Tile-major layout and transformer memory allocations
When writing a CPU inference engine, two questions keep coming back: how are matrices stored in memory, and how much memory is needed overall. This article covers both. First the tile-major layout used for all projection matrices, then the full memory sizing -- model weights, runtime buffers and KV cache -- for my Qwen3 inference engine.
Tile-major layout
The row-major problem
In standard row-major layout, a matrix [N, K] is stored row by row: the K elements of row 0, then row 1, and so on. For an embedding lookup (reading the row corresponding to a token), this is perfect: K contiguous values in memory.

GIVEN EXERCISE 1: Express the records, from the line containing "Expected: one point per instance of the uniform" down to the end of the records, as a two-column CSV with the columns request and points. Give one row per request, putting each field in quotes and replacing line breaks with spaces.
GIVEN EXERCISE 2: Continue the article on tile-major layout from its last sentence.

SUPPLIED ENTRIES:

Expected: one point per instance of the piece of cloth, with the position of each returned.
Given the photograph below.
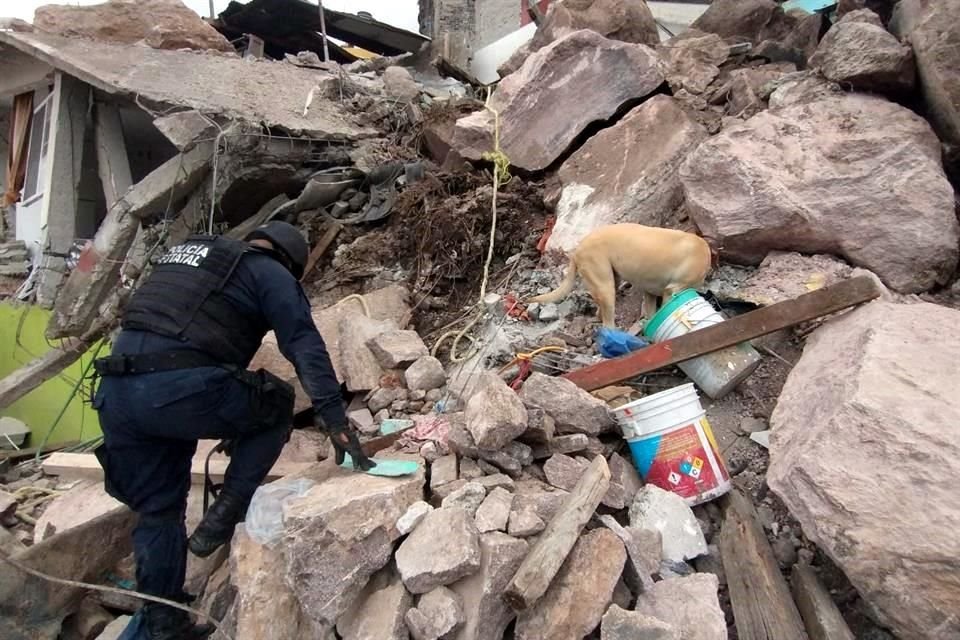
(20, 118)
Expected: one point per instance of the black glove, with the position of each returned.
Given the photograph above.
(345, 441)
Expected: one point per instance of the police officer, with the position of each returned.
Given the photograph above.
(178, 373)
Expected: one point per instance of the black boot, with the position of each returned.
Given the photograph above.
(218, 524)
(166, 623)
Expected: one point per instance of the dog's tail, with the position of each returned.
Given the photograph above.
(565, 288)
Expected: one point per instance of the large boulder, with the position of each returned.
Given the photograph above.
(161, 24)
(623, 20)
(578, 597)
(864, 455)
(626, 173)
(582, 63)
(342, 532)
(933, 29)
(861, 54)
(855, 175)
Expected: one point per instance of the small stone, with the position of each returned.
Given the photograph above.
(620, 624)
(494, 512)
(438, 614)
(469, 498)
(425, 374)
(666, 512)
(412, 517)
(524, 523)
(469, 469)
(444, 548)
(398, 348)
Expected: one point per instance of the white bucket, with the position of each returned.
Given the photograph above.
(717, 373)
(673, 446)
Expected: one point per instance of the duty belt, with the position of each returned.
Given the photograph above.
(128, 365)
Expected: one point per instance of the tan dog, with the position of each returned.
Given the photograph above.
(658, 262)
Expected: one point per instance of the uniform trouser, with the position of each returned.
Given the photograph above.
(151, 424)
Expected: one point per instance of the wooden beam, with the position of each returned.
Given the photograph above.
(543, 562)
(733, 331)
(762, 606)
(818, 610)
(85, 466)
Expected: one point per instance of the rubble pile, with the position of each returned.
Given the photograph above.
(809, 149)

TASK OUTPUT 1:
request,points
"Expected: one point per instance of the uniform trouser, with the position of each returned. Given the photograph above.","(151, 424)"
"Expected: one point per instance of the wooden beam, with the position of each returned. Given the photograph above.","(543, 562) (733, 331) (762, 606) (818, 610) (85, 466)"
"Expected: one point per instance of the rubble pile, with the position of each returned. Given the photograph above.","(809, 149)"

TASK OUTPUT 2:
But for a matrix-vector multiplication (matvec), the situation is different. Computing y = W * x requires, for each output element y[i], the dot product of row i of W with vector x. So far so good. But if you want to vectorize by processing 32 rows simultaneously (which is natural with AVX-512 in f16), you need to read the same column across 32 adjacent rows. In row-major, those 32 values are spaced K elements apart -- strided accesses that destroy cache locality.
The tile-major principle
Tile-major reorganizes a matrix [N, K] as [N/32, K, 32]. Concretely:
- The matrix is split into tiles of 32 rows
- Within each tile, data is stored column by column: the 32 values of column 0, then the 32 values of column 1, etc.
- Reading 32 values from the same column (within a tile) is a contiguous 64-byte read (32 f16 values x 2 bytes)
That is exactly one cache line. A single memory access loads the 32 elements needed for a partial dot product across 32 simultaneous rows.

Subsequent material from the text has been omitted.